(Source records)
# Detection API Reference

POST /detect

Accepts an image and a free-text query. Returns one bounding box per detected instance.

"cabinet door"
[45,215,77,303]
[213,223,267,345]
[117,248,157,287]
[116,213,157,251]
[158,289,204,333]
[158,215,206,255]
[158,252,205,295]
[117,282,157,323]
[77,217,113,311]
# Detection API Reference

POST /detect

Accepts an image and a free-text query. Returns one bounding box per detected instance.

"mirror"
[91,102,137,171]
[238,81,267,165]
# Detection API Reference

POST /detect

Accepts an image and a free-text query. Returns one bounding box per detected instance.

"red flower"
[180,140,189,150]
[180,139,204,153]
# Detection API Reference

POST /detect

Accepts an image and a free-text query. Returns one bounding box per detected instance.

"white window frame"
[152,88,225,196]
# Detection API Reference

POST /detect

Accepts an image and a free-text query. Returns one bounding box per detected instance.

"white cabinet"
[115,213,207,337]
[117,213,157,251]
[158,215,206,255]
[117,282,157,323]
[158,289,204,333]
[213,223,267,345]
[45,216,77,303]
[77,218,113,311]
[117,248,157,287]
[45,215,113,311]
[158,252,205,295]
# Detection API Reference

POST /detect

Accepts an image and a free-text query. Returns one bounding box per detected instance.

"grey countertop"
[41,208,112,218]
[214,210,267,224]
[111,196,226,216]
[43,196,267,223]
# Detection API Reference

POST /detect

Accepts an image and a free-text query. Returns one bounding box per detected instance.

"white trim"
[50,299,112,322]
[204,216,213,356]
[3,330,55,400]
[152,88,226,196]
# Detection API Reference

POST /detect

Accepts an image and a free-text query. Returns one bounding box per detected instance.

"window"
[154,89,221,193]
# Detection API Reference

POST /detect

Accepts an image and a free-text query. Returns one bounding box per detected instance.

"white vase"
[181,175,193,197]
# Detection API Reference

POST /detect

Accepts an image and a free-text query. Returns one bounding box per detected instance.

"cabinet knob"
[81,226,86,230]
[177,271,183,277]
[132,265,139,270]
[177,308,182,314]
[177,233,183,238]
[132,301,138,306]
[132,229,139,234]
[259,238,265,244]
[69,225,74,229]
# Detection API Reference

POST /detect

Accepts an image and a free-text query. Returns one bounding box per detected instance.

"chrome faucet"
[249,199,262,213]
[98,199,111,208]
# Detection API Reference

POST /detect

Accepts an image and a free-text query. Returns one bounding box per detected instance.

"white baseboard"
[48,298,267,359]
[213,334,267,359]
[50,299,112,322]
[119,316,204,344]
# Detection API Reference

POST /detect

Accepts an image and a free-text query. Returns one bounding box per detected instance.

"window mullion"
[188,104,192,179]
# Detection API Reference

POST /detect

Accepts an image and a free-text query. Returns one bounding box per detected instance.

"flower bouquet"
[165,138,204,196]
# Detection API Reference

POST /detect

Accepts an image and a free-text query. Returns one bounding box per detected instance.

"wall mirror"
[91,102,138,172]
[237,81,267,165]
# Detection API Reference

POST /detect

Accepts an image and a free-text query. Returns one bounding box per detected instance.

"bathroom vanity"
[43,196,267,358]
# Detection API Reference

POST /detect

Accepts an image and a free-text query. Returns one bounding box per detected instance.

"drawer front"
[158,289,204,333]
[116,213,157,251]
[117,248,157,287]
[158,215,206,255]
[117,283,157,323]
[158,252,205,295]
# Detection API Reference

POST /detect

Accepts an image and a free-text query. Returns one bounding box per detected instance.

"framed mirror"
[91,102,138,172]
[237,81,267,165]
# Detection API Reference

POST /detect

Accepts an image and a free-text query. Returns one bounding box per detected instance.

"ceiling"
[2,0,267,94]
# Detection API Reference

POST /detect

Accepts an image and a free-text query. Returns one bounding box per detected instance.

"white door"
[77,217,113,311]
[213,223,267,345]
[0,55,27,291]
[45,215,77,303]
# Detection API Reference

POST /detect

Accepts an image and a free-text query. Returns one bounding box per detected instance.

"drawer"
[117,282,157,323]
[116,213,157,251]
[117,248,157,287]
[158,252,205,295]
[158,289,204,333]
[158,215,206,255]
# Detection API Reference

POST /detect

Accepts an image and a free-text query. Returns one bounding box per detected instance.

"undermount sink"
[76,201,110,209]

Problem to solve -
Write out the records above exactly as given.

Response to this task -
# Detection API Reference

POST /detect

Accepts an image and a free-text query. Returns one bounding box per detected instance.

"cabinet door"
[45,215,77,303]
[213,223,267,345]
[117,248,157,287]
[116,213,157,251]
[158,289,204,333]
[158,215,206,255]
[158,252,205,295]
[117,282,157,323]
[77,217,113,311]
# Detection API Reference

POST /detect

Accepts an image and a free-text query. Returns one bounding box per detected instance.

"mirror"
[91,102,137,171]
[238,81,267,165]
# Detection API Reference

POST /detect

Accepts an image and a free-text query. Returns one bounding box per detected instance.

"red flower"
[180,140,189,150]
[180,139,204,153]
# Detection API Reference

POST /detect

Accepts an image and a free-text query. Returns one bounding box per detected instance.

"white window frame"
[152,88,225,196]
# Detection API Reference

POST /detect

Accepts an image and a free-text query. Returns one bounding box per detected instance.

"white cabinet"
[115,213,207,337]
[117,213,157,251]
[158,215,206,255]
[117,282,157,323]
[158,289,204,333]
[213,223,267,345]
[45,216,77,303]
[77,218,113,311]
[117,248,157,287]
[45,215,113,311]
[158,252,205,295]
# Detection API Reference

POST /detect

Accepts an image and a free-text query. Returns one bounding box per detected instance.

"grey countertop"
[41,208,112,218]
[214,210,267,224]
[111,196,226,216]
[43,196,267,223]
# Detection API Reference

POST /detect

Accepts an image and a free-text query. Returns one bounding box per detected instance.

"white trim"
[50,299,112,322]
[204,216,213,356]
[3,330,55,400]
[152,88,226,196]
# Detection API Reference

POST /detect

Accepts an image and a free-text query. Returns one bounding box per detected instance.

"window"
[154,89,221,193]
# Detection API Reference

POST /detect

Accepts an image and a free-text query. Returns one bounding box per detected instance.

"white vase"
[181,175,193,197]
# Detection API Reference

POST /detect

Accepts an image and a free-text query. Returns one bounding box per detected instance.

"cabinet knob"
[81,226,86,230]
[177,271,183,277]
[132,265,139,270]
[177,308,182,314]
[177,233,183,238]
[132,301,138,306]
[132,229,139,234]
[259,238,265,244]
[69,225,74,229]
# Detection API Reference

POST /detect

Accepts an image and a free-text query. Returns one bounding box per detected instance.

"chrome faucet"
[249,199,262,213]
[98,199,111,208]
# Detection API Reference

POST /detect

Accepts an image and a free-text query. Returns one bounding box per detected instance.

"white baseboard"
[48,298,267,359]
[213,334,267,359]
[50,299,112,322]
[119,316,204,344]
# Detection API Reference

POST /detect

Accepts an image and a free-text query. Returns one bounding box per detected instance.

"window mullion"
[188,104,192,179]
# Detection API Reference

POST /detect

Accepts an image and a free-text query. Returns one bounding box per detected instance.

"flower bouquet"
[165,138,204,196]
# Detection API Reference

POST /detect

Accepts an image and a free-text query. Returns one bounding box per detected instance.

"wall mirror"
[91,102,138,172]
[237,81,267,165]
# Detection API Reference

POST /detect

Accepts an image and a free-text query. Returns one bounding box per detected instance.

"bathroom vanity"
[43,196,267,358]
# Detection API Reference

POST /detect

Accepts an image and a free-text query. Returns one bounding box per detected instance.

"drawer front"
[158,289,204,333]
[116,213,157,251]
[117,248,157,287]
[158,215,206,255]
[117,283,157,323]
[158,252,205,295]
# Detection API Reference

POST /detect

Accepts an image and a free-text query. Returns one bounding box per detected instance.

"framed mirror"
[91,102,138,172]
[237,81,267,165]
# Detection API Reference

POST /detect

Accepts an image and a free-text query. Returns one bounding box per detected instance.

"ceiling"
[2,0,267,94]
# Detection API Reference

POST /detect

Accepts an image and a free-text query. Returns one bounding box per detected instance.

"white door"
[77,217,113,311]
[213,223,267,345]
[0,55,27,291]
[45,215,77,303]
# Detection API Reference

POST /detect

Accepts an image and a free-text query. Returns one bounding box per detected instance.

"drawer"
[117,282,157,323]
[116,213,157,251]
[117,248,157,287]
[158,252,205,295]
[158,289,204,333]
[158,215,206,255]
# Detection API Reference

POST /detect

Accepts an image and a free-text query. Returns one bounding box per detected instance.

"undermount sink"
[76,201,110,209]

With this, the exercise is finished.